--- ИСХОДНЫЙ ТЕКСТ ---
━━━━━━

Я останавливаю время — страница 8 из 60

…Москва, закопченная, душная, каменная, с грязной рекой, по которой плывут масляные пятна мазута, день и ночь шумит, не дает покоя. Без конца бегут, торопятся люди, как будто боятся куда-то опоздать. Я пробовал отвлечься от своих мыслей, от постоянного сравнения Саратова с Москвой, в котором Москва неизменно проигрывала, а Саратов вставал передо мной светлым, солнечным, сверкающим, таким, каким можно увидеть родной город в детстве. А Волга — о ней и слов нет… Больше всего я, конечно, тосковал по Волге, по ее утренним и вечерним зорям, по ее бесконечно прозрачным далям, заводям, затонам. Порой мне казалось, что я не выдержу и сбегу. Но желание стать оператором пересилило. Когда совсем становилось невтерпеж от тоски, я сильнее налегал на занятия по фотографии, по композиции, и это в какой-то мере отвлекало и успокаивало.

━━━━━━

--- ЗАДАНИЕ A ---
Что, согласно отрывку о Москве и Саратове, пересилило желание сбежать?
--- ЗАДАНИЕ B ---
Соответствуют ли отрывку о Москве и Саратове следующие утверждения? (i) Москва шумит днем и ночью. (ii) В сравнении Саратова с Москвой Москва иногда выигрывала. (iii) Занятия по фотографии и композиции помогали отвлечься. Для каждого ответьте «да» или «нет» и приведите решающие слова текста.
--- ЗАДАНИЕ C ---
Перепишите дословно часть отрывка о Москве и Саратове, начиная со слов «Я останавливаю время» и заканчивая словами «отвлекало и успокаивало.».

--- ФРАГМЕНТЫ ЗАПИСЕЙ ---
━━━━━━

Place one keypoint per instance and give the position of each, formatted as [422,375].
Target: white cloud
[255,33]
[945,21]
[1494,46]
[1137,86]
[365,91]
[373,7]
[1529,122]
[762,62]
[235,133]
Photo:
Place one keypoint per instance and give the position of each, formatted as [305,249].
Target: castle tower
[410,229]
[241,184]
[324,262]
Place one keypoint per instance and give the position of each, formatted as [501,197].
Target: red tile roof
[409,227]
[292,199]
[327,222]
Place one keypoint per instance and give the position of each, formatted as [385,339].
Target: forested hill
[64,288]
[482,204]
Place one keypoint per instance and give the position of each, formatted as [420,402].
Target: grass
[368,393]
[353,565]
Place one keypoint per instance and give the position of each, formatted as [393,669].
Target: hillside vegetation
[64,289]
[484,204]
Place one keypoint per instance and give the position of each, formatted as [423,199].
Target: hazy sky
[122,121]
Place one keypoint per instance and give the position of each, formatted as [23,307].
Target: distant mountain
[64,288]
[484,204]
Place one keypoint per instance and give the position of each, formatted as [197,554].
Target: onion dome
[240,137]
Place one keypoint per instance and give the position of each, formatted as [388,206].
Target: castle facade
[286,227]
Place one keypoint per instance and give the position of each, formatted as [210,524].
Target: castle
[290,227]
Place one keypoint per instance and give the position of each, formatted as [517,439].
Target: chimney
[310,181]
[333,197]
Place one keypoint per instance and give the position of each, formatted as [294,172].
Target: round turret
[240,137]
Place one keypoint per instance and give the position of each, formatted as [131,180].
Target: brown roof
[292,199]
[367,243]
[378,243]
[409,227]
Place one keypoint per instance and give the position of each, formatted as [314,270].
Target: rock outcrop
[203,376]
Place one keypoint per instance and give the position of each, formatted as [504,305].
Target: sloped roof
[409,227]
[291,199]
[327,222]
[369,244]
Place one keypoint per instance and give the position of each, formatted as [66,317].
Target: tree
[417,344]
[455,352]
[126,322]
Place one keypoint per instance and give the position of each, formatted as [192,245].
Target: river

━━━━━━

--- ПИСЬМЕННЫЙ ОТВЕТ A ---
Желание стать оператором.

--- ПИСЬМЕННЫЙ ОТВЕТ B ---
(i) Да: «день и ночь шумит, не дает покоя».
(ii) Нет: «Москва неизменно проигрывала».
(iii) Да: «и это в какой-то мере отвлекало и успокаивало».

--- ПИСЬМЕННЫЙ ОТВЕТ C ---
Я останавливаю время — страница 8 из 60

…Москва, закопченная, душная, каменная, с грязной рекой, по которой плывут масляные пятна мазута, день и ночь шумит, не дает покоя. Без конца бегут, торопятся люди, как будто боятся куда-то опоздать. Я пробовал отвлечься от своих мыслей, от постоянного сравнения Саратова с Москвой, в котором Москва неизменно проигрывала, а Саратов вставал передо мной светлым, солнечным, сверкающим, таким, каким можно увидеть родной город в детстве. А Волга — о ней и слов нет… Больше всего я, конечно, тосковал по Волге, по ее утренним и вечерним зорям, по ее бесконечно прозрачным далям, заводям, затонам. Порой мне казалось, что я не выдержу и сбегу. Но желание стать оператором пересилило. Когда совсем становилось невтерпеж от тоски, я сильнее налегал на занятия по фотографии, по композиции, и это в какой-то мере отвлекало и успокаивало.